# [Extrait à lire]
◆ ◆ ◆ ◆ ◆ ◆ ◆


  5. IKEA c’est de la M…. Tu fais tes plans toi meme, tu chercher les produits toi meme, tu charge ton chariot toi meme, tu gere la livraison toi meme, tu demande un renseignement au vendeur et il ne bougera pas son C… donc tu te renseigne toi meme, tu paye à la caisse toi meme et si il y a un pb : c’est ta responsabilité puisque tu as tout fait toit même. Je crois qu’il ont pris les gens pour ce qu’il sont… naif et gentil…

    • C’est le principe même du low cost : faire participer le consommateur pour réduire les coûts !

      Définition extraite de Wikipédia : « Low cost, bas coûts ou encore bas prix est un modèle d’entreprise caractérisé par une proposition de prix attractifs aux clients contre une offre de produits manufacturés et de services réduite à l’essentiel. »

      Je ne comprends pas bien le fait de se plaindre que du low cost soit du low cost. C’est comme se plaindre qu’un produit de luxe soit cher.

◆ ◆ ◆ ◆ ◆ ◆ ◆

# [Données fournies]
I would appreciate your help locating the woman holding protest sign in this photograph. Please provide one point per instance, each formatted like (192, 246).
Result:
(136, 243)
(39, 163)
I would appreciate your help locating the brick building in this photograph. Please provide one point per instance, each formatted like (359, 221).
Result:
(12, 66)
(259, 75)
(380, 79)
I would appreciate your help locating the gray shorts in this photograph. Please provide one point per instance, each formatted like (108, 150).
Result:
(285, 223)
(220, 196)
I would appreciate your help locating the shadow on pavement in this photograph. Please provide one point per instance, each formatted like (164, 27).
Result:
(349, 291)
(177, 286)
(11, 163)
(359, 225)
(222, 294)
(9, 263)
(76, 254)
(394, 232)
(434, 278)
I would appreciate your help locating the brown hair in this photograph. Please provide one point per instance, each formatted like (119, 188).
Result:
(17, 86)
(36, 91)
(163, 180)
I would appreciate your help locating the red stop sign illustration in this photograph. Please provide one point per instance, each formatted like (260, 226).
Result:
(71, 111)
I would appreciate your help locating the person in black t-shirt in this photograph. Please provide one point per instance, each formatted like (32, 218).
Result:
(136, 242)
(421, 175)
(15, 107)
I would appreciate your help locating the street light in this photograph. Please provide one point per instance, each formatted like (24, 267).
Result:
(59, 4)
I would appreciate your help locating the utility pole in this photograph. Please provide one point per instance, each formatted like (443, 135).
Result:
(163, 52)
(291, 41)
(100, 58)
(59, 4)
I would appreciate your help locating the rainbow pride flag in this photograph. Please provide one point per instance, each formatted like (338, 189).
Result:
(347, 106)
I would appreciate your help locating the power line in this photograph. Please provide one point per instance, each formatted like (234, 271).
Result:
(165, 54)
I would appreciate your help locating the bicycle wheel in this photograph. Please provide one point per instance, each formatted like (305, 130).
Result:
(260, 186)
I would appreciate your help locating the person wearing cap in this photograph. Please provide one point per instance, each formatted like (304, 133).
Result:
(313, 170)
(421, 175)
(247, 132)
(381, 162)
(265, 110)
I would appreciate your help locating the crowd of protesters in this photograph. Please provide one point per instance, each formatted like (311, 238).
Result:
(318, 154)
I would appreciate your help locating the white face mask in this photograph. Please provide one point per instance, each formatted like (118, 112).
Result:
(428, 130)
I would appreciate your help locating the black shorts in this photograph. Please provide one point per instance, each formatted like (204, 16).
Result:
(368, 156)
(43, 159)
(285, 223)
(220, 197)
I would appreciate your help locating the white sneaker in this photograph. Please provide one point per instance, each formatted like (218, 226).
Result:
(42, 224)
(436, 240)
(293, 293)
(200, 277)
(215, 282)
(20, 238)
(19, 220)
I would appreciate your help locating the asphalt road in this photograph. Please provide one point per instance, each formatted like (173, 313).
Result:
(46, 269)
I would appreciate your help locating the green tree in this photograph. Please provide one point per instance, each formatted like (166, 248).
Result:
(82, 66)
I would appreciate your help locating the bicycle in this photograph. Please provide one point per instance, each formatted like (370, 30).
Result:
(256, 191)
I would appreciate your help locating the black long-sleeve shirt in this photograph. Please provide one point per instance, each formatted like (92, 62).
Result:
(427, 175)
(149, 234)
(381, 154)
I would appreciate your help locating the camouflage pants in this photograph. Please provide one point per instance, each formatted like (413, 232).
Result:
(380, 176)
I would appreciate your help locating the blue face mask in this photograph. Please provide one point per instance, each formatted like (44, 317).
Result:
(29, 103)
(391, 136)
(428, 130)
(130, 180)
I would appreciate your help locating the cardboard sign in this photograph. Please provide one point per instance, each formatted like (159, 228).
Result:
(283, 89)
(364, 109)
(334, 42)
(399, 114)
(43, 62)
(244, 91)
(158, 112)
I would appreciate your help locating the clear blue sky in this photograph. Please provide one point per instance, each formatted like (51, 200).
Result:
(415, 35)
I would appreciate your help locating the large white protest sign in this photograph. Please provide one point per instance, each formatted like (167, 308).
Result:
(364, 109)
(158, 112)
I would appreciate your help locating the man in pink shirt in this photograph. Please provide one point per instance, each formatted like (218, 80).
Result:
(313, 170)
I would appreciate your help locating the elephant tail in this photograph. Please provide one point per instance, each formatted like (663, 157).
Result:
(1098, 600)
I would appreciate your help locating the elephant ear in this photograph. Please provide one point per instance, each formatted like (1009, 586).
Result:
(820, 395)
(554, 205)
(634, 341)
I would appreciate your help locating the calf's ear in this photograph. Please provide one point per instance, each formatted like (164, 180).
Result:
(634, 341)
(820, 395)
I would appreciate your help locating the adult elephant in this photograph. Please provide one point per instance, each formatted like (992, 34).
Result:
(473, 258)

◆ ◆ ◆ ◆ ◆ ◆ ◆

# [Consigne]
Poursuivez l'extrait sur IKEA et le low cost à partir de sa dernière phrase. Les données n'ont aucun lien avec l'extrait sur IKEA et le low cost.

# [Réponse attendue]
    • Je répond à Brice, le low cost rime avec cow (vache en anglais). On est de vrai vaches à lait pour cette industrie. De plus Ikea c’est cher! Ce n’est pas du low cost comme tu dis. Mais c’est du jetable, une fois monté, au prochain déménagement c’est poubelle ou pas loin. Je n’ai pas de solution toute faite mais je vais réfléchir à consommer autrement. A+

    • je suis d’accord, et je rejoins Adlan, le low cost ikea c’est plutot du jetable cher :p

  6. Il y a deux ans, j’ai refait mon appartement en essayant d’utiliser des matériaux écologiques.. J’ai découvert le casse-tête qu’il y a à vouloir concilier souci écologique, goûts de deux personnes et budget limité… IKEA a su se construire une image, c’est vrai, mais en fait, pour la plupart des objets et matériaux que vous voyez en magasin, il est très difficile de connaître l’origine des matériaux et l’endroit où sont fabriqués les produits. Beaucoup trop de vendeurs vous regardent encore bizarrement quand vous demandez l’origine d’un bois…Je pense qu’il faudrait militer pour un étiquetage systématique de l’origine des matériaux et du lieu de fabrication…

    • C’est vrai, chez Ikea un vendeur m’a dit que « ça n’a pas d’importance » en parlant de peintures écologiques ou de bois labellisés… y’a du progrès à faire même si les produits sont bon marché et séduisants

  7. IKEA est juste une multinationale très maline qui a su depuis longtemps se cultiver une image en béton auprès du consommateur (du genre « nous faisons attention à vos enfants »).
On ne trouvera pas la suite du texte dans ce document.